• [Task] Scan the lines below and report each one containing "chair" by copying it.

[[ Input records open ]]

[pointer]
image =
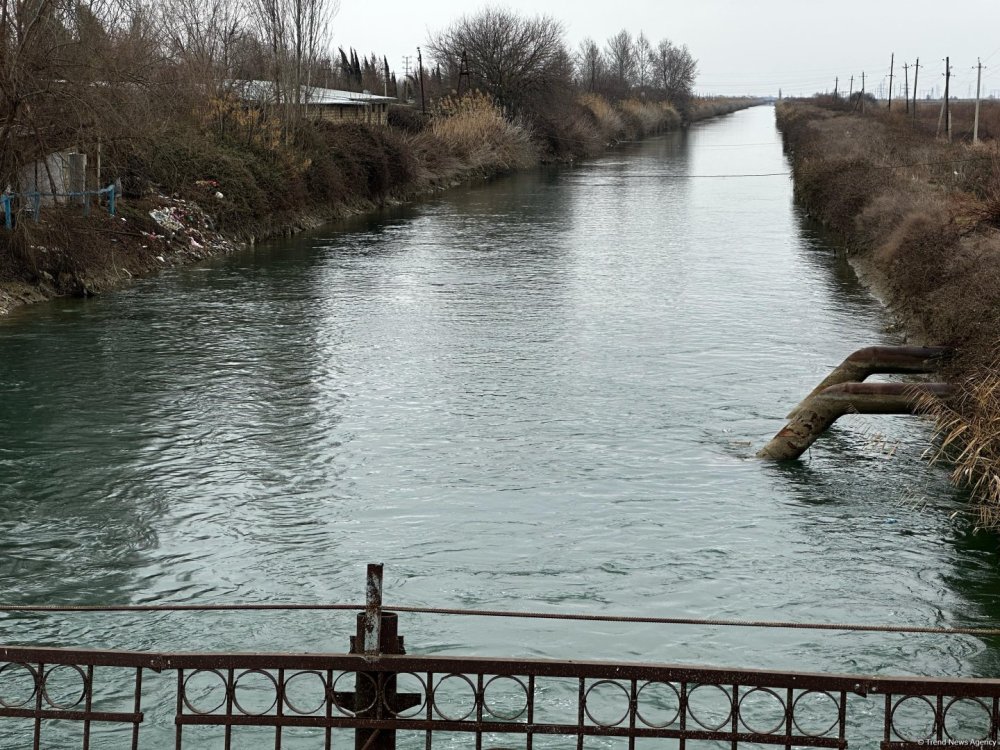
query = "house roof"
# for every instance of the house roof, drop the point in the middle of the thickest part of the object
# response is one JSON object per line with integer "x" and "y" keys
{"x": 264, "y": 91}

[[ Input records closed ]]
[[ Input records open ]]

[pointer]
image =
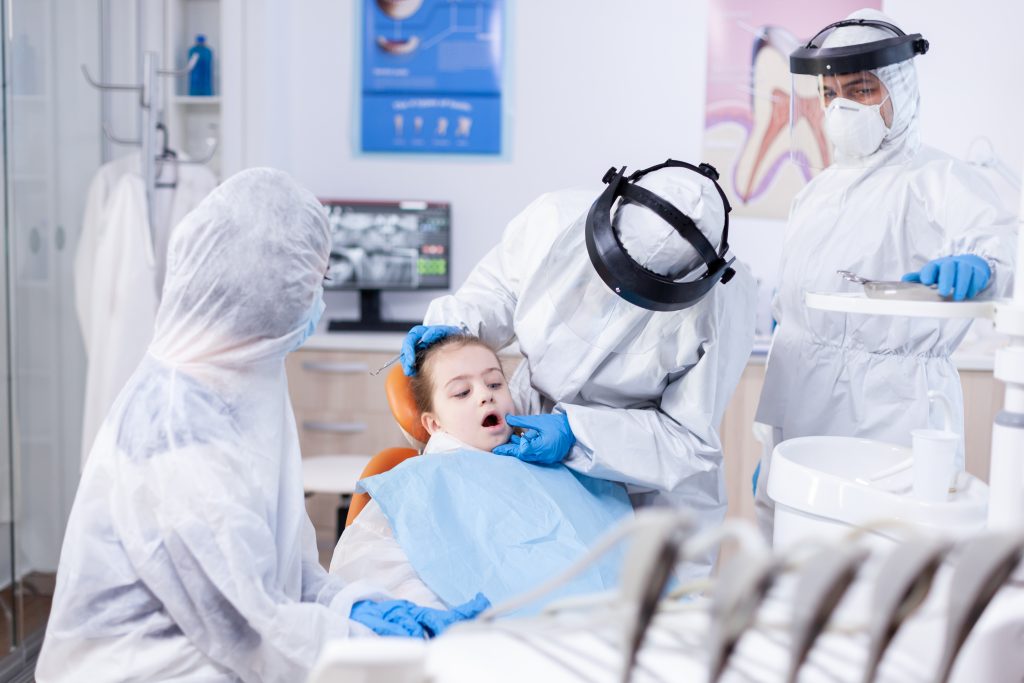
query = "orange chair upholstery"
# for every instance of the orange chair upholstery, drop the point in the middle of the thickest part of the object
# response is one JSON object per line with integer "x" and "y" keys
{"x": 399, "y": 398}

[[ Input records closed ]]
[[ Input records open ]]

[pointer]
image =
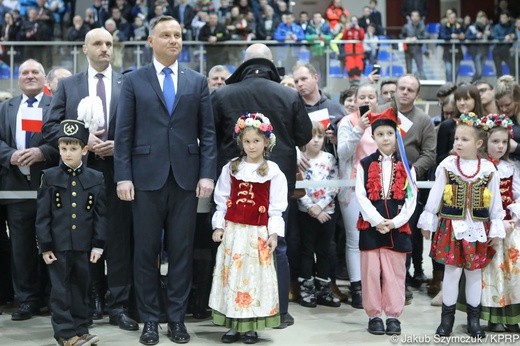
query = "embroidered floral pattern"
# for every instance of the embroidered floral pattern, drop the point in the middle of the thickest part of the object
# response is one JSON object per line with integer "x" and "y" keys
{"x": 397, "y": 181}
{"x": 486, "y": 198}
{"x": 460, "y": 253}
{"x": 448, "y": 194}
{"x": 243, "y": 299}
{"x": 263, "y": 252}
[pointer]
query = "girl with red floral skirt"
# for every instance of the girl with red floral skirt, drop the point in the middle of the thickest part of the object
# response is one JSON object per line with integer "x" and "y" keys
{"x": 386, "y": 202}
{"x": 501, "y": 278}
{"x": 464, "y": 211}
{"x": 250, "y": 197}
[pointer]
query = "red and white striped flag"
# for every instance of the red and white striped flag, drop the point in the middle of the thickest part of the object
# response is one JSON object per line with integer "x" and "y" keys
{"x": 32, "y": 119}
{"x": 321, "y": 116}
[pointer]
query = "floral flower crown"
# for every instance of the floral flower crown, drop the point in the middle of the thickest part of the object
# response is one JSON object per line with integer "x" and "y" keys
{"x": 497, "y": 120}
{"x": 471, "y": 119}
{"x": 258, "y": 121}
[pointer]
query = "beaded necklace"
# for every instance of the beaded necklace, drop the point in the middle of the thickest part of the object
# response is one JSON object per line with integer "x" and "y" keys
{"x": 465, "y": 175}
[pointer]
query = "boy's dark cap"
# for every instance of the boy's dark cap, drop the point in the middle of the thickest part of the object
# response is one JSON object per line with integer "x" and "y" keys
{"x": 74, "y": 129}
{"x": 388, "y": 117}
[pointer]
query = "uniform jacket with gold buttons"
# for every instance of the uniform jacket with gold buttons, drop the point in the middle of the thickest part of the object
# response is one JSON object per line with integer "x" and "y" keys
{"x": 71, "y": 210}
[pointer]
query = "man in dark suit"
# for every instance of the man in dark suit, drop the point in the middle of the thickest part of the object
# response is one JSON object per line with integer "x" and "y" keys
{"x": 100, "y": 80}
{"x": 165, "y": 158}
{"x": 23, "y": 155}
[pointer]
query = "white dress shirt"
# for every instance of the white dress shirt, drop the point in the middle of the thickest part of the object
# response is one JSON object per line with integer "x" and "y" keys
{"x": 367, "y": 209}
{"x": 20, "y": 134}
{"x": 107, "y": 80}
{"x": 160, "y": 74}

[[ Input records closed ]]

• [Response area]
query = "orange chair upholstery"
# for every instance of the orange chair upholstery, drop the point in the middle of the thickest part of the object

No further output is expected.